* [Written exercise 1]:
Set down, word for word, the stretch of the boat trip account from "On the way back" through "into fish food.".

* [Text excerpt]:
* begin *

Ah and a true one:  Paradise is no place outside of yourself.

 

 

 

On the way back i fell asleep in the nose of the boat, trying to cover myself as best as possible from the sun and flashing out on the feeling of calm waters drifing past my back only a few centimeters from my shoulders, on the other side of the boats body.    This made for an even more shocking waking up, because when suddenly a big Bang shook the boat, my first thought was that we are running onto a reef and my shoulders were about to get ground into fish food.  

We had been passing a medium sized Banca (E.Coppola calls them Bonka) with two guys sitting on it.   Our speedboad had been  shooting past quite closely between them and the reef, and the "Bang" had been the outboarder motor having cut what seemed to be a line swimming in the water.     Everybody was highly alert.  We stopped, then turned around to see what was going on.    Our captain Daniel is meant to be quite experienced, so something out of the ordinary was to be expected.     After what might have been fifteen seconds a diver appeared from the water, armed with just his goggles, and wearing a shocked and numb look on his face.   Some words in Tagalog were exchanged between Daniel and the captain of the Banca, while teh diver sat down staring on the outrigger of their boat.    The two captains were shouting in this tone of voice that is still impossible for me to assess, ..angry maybe? Or just loud and clear??.  In any case, it sounded like the diving crew had done something wrong, not us.    We went on our way and Marc explained what happened.   They had been diving (for reef harvesting of some kind) using the air compressor normally used for airbrushing or car painting, pushing the air down a long hose directly to the diver.   This technique seems to be as common here as it is unhealthy, dangerous and illegal, bacause the air coming out of the tube is contaminated with all kinds of shit, but even more, because it is not a reliable air supply, and a diver working at, say 15 or even just 10 meters cant just come up quickly if something goes wrong, because of the compression of his body.   The body is exposed to a lot of pressure in the deep, and needs a slow adjustment to surface pressure when coming up, otherwise the blood consistency goes al funny and you can die or get seriously disabled.    So basically, we had passed the boat too close, because Daniel hadnīt seen the warning gestures by the fishermen.  We had cut the airhose of this diver, and I guess the poor doodeīs facial expression is now explained.   In a nutshell, he probably wasnīt deep enough to get into lethal trouble, nonetheless we could have easily killed him, probably harmed him a little, and definitely seriously ruined his day.    Marc told me to watch out for partly crippled people in the fisher communities.  Seen two so far.     Its part of the project to put some organisation and control into the fishing goings-on in this part of the coast.

* end *

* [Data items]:

* begin *

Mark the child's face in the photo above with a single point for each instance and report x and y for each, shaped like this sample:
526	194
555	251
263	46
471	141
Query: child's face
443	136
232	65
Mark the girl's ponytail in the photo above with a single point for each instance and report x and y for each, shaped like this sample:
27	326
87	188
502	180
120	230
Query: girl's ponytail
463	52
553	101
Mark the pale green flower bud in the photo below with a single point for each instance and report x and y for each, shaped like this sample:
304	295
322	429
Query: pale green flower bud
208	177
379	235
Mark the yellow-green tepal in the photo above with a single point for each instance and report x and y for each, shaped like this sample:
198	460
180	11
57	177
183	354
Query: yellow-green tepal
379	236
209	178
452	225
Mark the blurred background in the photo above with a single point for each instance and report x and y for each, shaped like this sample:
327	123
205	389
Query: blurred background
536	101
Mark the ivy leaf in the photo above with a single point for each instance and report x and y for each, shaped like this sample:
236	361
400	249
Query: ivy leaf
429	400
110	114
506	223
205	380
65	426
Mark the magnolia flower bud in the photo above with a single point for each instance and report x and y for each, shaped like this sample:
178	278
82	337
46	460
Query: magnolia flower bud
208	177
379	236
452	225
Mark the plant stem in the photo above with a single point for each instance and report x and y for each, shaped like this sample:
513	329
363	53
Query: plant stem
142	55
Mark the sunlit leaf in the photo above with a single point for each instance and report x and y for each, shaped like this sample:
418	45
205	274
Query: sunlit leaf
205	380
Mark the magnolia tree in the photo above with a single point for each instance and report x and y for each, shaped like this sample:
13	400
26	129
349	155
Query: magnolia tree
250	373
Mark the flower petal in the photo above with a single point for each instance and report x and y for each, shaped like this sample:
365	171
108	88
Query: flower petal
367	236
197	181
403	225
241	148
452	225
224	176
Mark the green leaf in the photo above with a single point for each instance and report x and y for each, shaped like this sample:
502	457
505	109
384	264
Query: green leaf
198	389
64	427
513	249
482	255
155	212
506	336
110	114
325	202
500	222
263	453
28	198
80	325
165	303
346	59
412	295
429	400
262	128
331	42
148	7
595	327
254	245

* end *

* [Written exercise 2]:
Extract the stretch of rows from the line containing "Mark the green" through the last row, and reproduce those lines verbatim.

* [Expected answer 1]:
On the way back i fell asleep in the nose of the boat, trying to cover myself as best as possible from the sun and flashing out on the feeling of calm waters drifing past my back only a few centimeters from my shoulders, on the other side of the boats body.    This made for an even more shocking waking up, because when suddenly a big Bang shook the boat, my first thought was that we are running onto a reef and my shoulders were about to get ground into fish food.

* [Expected answer 2]:
Mark the green leaf in the photo above with a single point for each instance and report x and y for each, shaped like this sample:
502	457
505	109
384	264
Query: green leaf
198	389
64	427
513	249
482	255
155	212
506	336
110	114
325	202
500	222
263	453
28	198
80	325
165	303
346	59
412	295
429	400
262	128
331	42
148	7
595	327
254	245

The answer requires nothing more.